===== Data provided =====
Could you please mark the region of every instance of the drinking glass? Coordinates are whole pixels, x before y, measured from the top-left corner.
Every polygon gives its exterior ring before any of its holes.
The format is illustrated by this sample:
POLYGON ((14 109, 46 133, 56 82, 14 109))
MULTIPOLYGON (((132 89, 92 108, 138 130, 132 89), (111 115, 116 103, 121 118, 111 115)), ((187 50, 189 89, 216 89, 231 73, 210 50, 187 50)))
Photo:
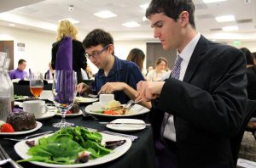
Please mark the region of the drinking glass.
POLYGON ((77 94, 77 75, 73 70, 55 70, 52 92, 54 104, 61 114, 61 120, 54 123, 55 127, 73 126, 73 123, 66 122, 66 113, 72 108, 77 94))
POLYGON ((32 73, 30 75, 29 87, 30 92, 38 98, 44 89, 44 78, 42 73, 32 73))

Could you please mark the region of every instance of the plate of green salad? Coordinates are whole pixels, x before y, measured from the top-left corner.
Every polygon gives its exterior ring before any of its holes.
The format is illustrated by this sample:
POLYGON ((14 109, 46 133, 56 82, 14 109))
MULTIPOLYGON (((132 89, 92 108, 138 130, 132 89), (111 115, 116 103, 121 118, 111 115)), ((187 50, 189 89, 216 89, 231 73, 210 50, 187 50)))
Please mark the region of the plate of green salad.
POLYGON ((82 126, 21 141, 15 150, 22 160, 44 167, 87 167, 113 160, 131 146, 130 138, 91 132, 82 126), (68 152, 67 152, 68 151, 68 152))

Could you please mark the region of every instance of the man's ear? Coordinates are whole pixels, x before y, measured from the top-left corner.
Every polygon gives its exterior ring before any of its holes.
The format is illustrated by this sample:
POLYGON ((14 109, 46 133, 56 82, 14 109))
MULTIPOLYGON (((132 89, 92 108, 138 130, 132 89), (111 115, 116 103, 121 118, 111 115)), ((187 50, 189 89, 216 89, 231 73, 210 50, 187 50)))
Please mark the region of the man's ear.
POLYGON ((189 14, 187 11, 183 11, 179 14, 179 20, 181 26, 186 26, 188 24, 189 24, 189 14))
POLYGON ((113 45, 113 44, 109 44, 109 46, 108 46, 108 52, 109 52, 111 54, 113 54, 113 50, 114 50, 113 45))

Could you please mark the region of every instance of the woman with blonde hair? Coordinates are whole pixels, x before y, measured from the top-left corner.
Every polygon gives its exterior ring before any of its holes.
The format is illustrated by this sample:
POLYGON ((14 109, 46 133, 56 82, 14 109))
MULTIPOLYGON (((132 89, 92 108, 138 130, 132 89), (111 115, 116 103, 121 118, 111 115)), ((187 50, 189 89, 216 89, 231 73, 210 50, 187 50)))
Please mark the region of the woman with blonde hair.
POLYGON ((60 22, 57 30, 57 42, 52 44, 51 65, 55 70, 56 53, 59 49, 60 43, 63 37, 70 36, 72 38, 73 44, 73 70, 77 72, 78 83, 80 83, 82 81, 81 68, 84 70, 86 70, 87 61, 84 57, 84 49, 82 42, 78 41, 77 35, 78 30, 70 21, 64 20, 60 22))

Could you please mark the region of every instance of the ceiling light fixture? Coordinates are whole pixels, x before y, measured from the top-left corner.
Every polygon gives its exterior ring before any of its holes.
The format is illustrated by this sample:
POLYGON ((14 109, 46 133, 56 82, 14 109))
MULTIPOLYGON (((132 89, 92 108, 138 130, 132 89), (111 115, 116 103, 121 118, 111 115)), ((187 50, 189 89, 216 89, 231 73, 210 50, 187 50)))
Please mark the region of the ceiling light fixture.
POLYGON ((70 21, 72 24, 77 24, 77 23, 79 23, 79 20, 76 20, 74 19, 72 19, 72 18, 65 18, 63 20, 60 20, 59 22, 64 20, 67 20, 68 21, 70 21))
POLYGON ((122 24, 122 25, 124 25, 125 27, 139 27, 139 26, 141 26, 141 25, 139 25, 136 21, 126 22, 126 23, 122 24))
POLYGON ((223 1, 226 1, 226 0, 203 0, 204 3, 218 3, 223 1))
POLYGON ((223 27, 222 30, 224 31, 238 31, 238 26, 236 25, 226 26, 226 27, 223 27))
POLYGON ((149 3, 145 3, 145 4, 142 4, 142 5, 140 5, 140 7, 141 7, 142 8, 143 8, 143 9, 146 10, 146 9, 148 8, 148 5, 149 5, 149 3))
POLYGON ((234 15, 218 16, 215 18, 218 22, 235 21, 234 15))
POLYGON ((96 16, 98 16, 100 18, 113 18, 113 17, 115 17, 117 16, 115 14, 112 13, 111 11, 109 10, 103 10, 102 12, 98 12, 98 13, 96 13, 96 14, 93 14, 94 15, 96 16))

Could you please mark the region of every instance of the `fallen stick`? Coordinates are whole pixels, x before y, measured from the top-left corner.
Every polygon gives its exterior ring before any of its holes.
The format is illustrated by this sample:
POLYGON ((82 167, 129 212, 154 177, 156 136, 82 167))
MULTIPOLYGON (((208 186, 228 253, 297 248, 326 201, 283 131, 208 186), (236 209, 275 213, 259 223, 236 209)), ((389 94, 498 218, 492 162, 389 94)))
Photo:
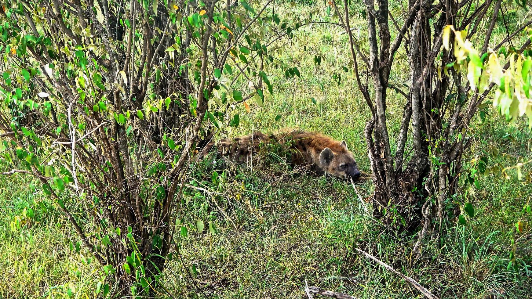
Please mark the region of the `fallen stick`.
=====
Set exercise: Exact duplication of all the records is required; pictures are omitted from the copy.

Full response:
Could you please mark the region of every instance of the drinking glass? Coordinates are whole pixels, x before y, measured from the top-left corner.
Every polygon gives its exterior ring before any of its holes.
The format is illustrated by this sample:
POLYGON ((14 109, 46 133, 56 82, 14 109))
MULTIPOLYGON (((132 89, 92 108, 138 130, 132 89), (111 115, 116 103, 121 118, 111 115)), ((187 50, 189 89, 216 89, 231 73, 210 50, 187 50)))
Photo:
Please mark the region of the drinking glass.
POLYGON ((77 94, 77 75, 73 70, 55 70, 52 92, 54 104, 61 114, 61 120, 54 123, 55 127, 73 126, 73 123, 66 122, 66 113, 72 108, 77 94))
POLYGON ((32 73, 30 75, 29 87, 30 92, 38 98, 44 89, 44 78, 42 73, 32 73))

Could you please mark the region of every instance of the plate of green salad? Coordinates are whole pixels, x before y, measured from the top-left corner.
Every polygon gives its exterior ring before any of its holes.
The format is illustrated by this sample:
POLYGON ((14 109, 46 133, 56 82, 14 109))
MULTIPOLYGON (((132 89, 92 108, 138 130, 132 89), (111 115, 116 103, 121 118, 111 115)), ((187 50, 189 89, 216 89, 231 73, 210 50, 187 50)))
Please mark the region of the plate of green salad.
POLYGON ((82 126, 21 141, 15 150, 22 160, 44 167, 87 167, 113 160, 131 146, 130 138, 91 132, 82 126), (68 152, 67 152, 68 151, 68 152))

Could you please mark the region of every instance of the man's ear? Coordinates are whole pixels, x before y, measured from the top-left corner.
Every polygon gives its exterior ring before any of its holes.
The format is illustrated by this sample:
POLYGON ((14 109, 46 133, 56 82, 14 109))
MULTIPOLYGON (((132 89, 92 108, 138 130, 132 89), (111 115, 116 103, 121 118, 111 115)), ((187 50, 189 89, 216 89, 231 73, 210 50, 187 50)))
Please mark the region of the man's ear.
POLYGON ((189 14, 187 11, 183 11, 179 14, 179 20, 181 26, 186 26, 188 24, 189 24, 189 14))
POLYGON ((113 45, 113 44, 109 44, 109 46, 108 46, 108 52, 109 52, 111 54, 113 54, 113 50, 114 50, 113 45))

Could you please mark the region of every instance of the woman with blonde hair? Coordinates are whole pixels, x before y, measured from the top-left corner.
Every polygon gives its exterior ring before any of its holes.
The format is illustrated by this sample:
POLYGON ((14 109, 46 133, 56 82, 14 109))
MULTIPOLYGON (((132 89, 92 108, 138 130, 132 89), (111 115, 116 103, 121 118, 111 115)), ((187 50, 189 89, 216 89, 231 73, 210 50, 187 50)))
Please mark the region of the woman with blonde hair.
POLYGON ((60 22, 57 30, 57 42, 52 44, 51 65, 55 70, 56 53, 59 49, 60 43, 63 37, 70 36, 72 38, 73 44, 73 70, 77 72, 78 83, 80 83, 82 81, 81 68, 84 70, 86 70, 87 61, 84 57, 84 49, 82 42, 78 41, 77 35, 78 30, 70 21, 64 20, 60 22))

Could you please mark the region of every instance of the ceiling light fixture? Coordinates are whole pixels, x before y, measured from the top-left corner.
Every polygon gives its exterior ring before any of its holes.
The format is illustrated by this sample:
POLYGON ((14 109, 46 133, 56 82, 14 109))
MULTIPOLYGON (((132 89, 92 108, 138 130, 132 89), (111 115, 116 103, 121 118, 111 115)), ((187 50, 189 89, 216 89, 231 73, 210 50, 187 50)))
Please mark the region of the ceiling light fixture.
POLYGON ((70 21, 72 24, 77 24, 77 23, 79 23, 79 20, 76 20, 74 19, 72 19, 72 18, 65 18, 63 20, 60 20, 59 22, 64 20, 67 20, 68 21, 70 21))
POLYGON ((122 24, 122 25, 124 25, 125 27, 139 27, 139 26, 141 26, 141 25, 139 25, 136 21, 126 22, 126 23, 122 24))
POLYGON ((223 1, 226 1, 226 0, 203 0, 204 3, 218 3, 223 1))
POLYGON ((223 27, 222 30, 224 31, 238 31, 238 26, 236 25, 226 26, 226 27, 223 27))
POLYGON ((149 3, 145 3, 145 4, 142 4, 142 5, 140 5, 140 7, 141 7, 142 8, 143 8, 143 9, 146 10, 146 9, 148 8, 148 5, 149 5, 149 3))
POLYGON ((234 15, 218 16, 215 18, 218 22, 235 21, 234 15))
POLYGON ((96 16, 98 16, 100 18, 113 18, 113 17, 115 17, 117 16, 115 14, 112 13, 111 11, 109 10, 103 10, 102 12, 98 12, 98 13, 96 13, 96 14, 93 14, 94 15, 96 16))

Could you please mark the region of every instance of the `fallen stick`? Coordinates are whole pixels, x before y, measured from the top-left corner.
Every polygon gives its exterior ring before any of its holes.
The format is illustrated by this sample:
POLYGON ((82 167, 129 212, 154 177, 156 136, 82 167))
MULTIPOLYGON (((208 186, 228 253, 297 248, 326 201, 283 131, 208 186), (236 209, 275 213, 259 223, 236 209)), ((389 94, 498 218, 492 162, 389 94)))
Photo:
Please mark the region of the `fallen stick`.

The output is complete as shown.